Items>
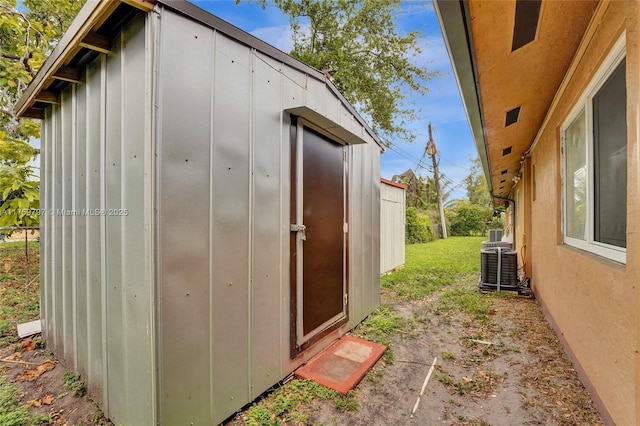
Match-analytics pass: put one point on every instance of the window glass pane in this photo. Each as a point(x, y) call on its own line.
point(610, 160)
point(576, 178)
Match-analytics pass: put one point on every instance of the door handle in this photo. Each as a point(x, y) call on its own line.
point(299, 228)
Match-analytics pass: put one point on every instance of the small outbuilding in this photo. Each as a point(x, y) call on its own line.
point(212, 211)
point(392, 225)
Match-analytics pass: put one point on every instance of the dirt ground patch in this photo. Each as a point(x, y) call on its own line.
point(41, 381)
point(506, 369)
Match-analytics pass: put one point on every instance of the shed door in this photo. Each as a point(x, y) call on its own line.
point(318, 236)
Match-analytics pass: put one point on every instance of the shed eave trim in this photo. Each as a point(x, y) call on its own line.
point(92, 14)
point(324, 123)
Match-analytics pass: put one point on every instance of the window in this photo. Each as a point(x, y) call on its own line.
point(594, 142)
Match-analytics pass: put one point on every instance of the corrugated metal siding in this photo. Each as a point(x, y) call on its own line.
point(97, 305)
point(392, 227)
point(364, 227)
point(223, 215)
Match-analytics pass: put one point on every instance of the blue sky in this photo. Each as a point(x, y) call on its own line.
point(441, 104)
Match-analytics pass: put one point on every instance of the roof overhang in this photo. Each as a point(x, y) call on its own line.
point(507, 87)
point(86, 34)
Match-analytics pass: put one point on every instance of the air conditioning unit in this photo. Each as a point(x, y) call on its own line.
point(498, 269)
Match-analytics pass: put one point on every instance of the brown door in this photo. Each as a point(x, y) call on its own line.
point(318, 227)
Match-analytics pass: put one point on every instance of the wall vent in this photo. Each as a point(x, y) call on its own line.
point(512, 117)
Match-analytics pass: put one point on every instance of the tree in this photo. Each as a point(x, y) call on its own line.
point(418, 227)
point(358, 45)
point(474, 215)
point(27, 35)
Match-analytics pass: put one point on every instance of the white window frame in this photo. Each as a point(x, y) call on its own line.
point(585, 102)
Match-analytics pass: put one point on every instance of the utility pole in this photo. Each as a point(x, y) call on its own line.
point(432, 151)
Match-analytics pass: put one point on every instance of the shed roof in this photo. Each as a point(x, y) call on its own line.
point(99, 21)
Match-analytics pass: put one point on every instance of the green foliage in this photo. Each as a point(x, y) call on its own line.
point(474, 215)
point(291, 403)
point(433, 266)
point(358, 45)
point(28, 34)
point(14, 413)
point(74, 383)
point(418, 227)
point(19, 299)
point(468, 219)
point(382, 323)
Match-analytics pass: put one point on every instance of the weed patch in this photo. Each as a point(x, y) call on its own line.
point(74, 383)
point(293, 402)
point(19, 288)
point(12, 412)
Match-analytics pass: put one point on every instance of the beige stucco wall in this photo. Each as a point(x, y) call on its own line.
point(591, 300)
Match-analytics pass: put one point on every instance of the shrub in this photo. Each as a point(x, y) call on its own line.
point(418, 227)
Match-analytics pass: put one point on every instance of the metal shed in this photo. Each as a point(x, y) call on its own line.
point(392, 225)
point(213, 211)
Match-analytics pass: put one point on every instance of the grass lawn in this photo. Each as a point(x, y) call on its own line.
point(19, 302)
point(449, 266)
point(19, 287)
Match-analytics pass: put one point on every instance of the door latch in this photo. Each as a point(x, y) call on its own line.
point(299, 228)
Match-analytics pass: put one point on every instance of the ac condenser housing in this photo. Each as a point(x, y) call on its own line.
point(498, 269)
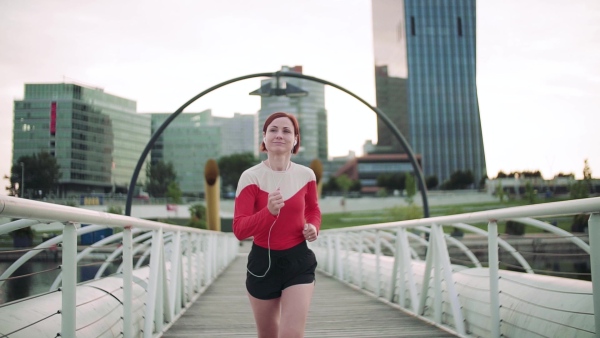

What is expected> Please update the entries from the line with "of the brown" up to and including the line with "point(213, 211)", writing out only those lines with "Match-analytics pass" changed to "Labeling pass" and nothing else altered.

Response>
Labeling pass: put one point on every instance of the brown door in this photo. Each as a point(x, y) call on its own line.
point(318, 227)
Labeling pass: put one point on every instance of the wall vent in this photo. Each as a point(x, y) call on its own line.
point(512, 117)
Labeling pass: put one point on every instance of the tree in this photo. Each as a point(x, y) call on its own line.
point(418, 227)
point(358, 45)
point(474, 215)
point(27, 35)
Labeling pass: put one point on every instance of the white window frame in this photo. Each as a point(x, y) call on its own line.
point(585, 102)
Labeling pass: put one point on every instance of the utility pole in this photo. Each as a point(x, y) call on its own line.
point(432, 151)
Labeling pass: put one point on every instance of the shed roof in this photo. Each as a point(x, y) call on its own line.
point(99, 21)
Labeling pass: put one point on every instance of the green foliage in this photo. Each as a point(x, y) call on its own line.
point(474, 215)
point(291, 403)
point(433, 266)
point(358, 45)
point(28, 34)
point(14, 413)
point(74, 383)
point(418, 227)
point(19, 299)
point(468, 219)
point(382, 323)
Labeling pass: put one point on every instance of the weed patch in this photo. Each as a point(x, y) call on its own line.
point(74, 383)
point(293, 402)
point(19, 288)
point(12, 412)
Labeling pass: put one point on every instance of the beige stucco wall in this photo. Each as a point(x, y) call on its own line.
point(591, 300)
Labeling pass: put one point on every instance of the shrub in this photo. Each as a point(x, y) call on its own line.
point(418, 227)
Labeling pass: put one point on every instance of the metal shed in this photo. Each as a point(x, y) call on its own line.
point(392, 225)
point(213, 211)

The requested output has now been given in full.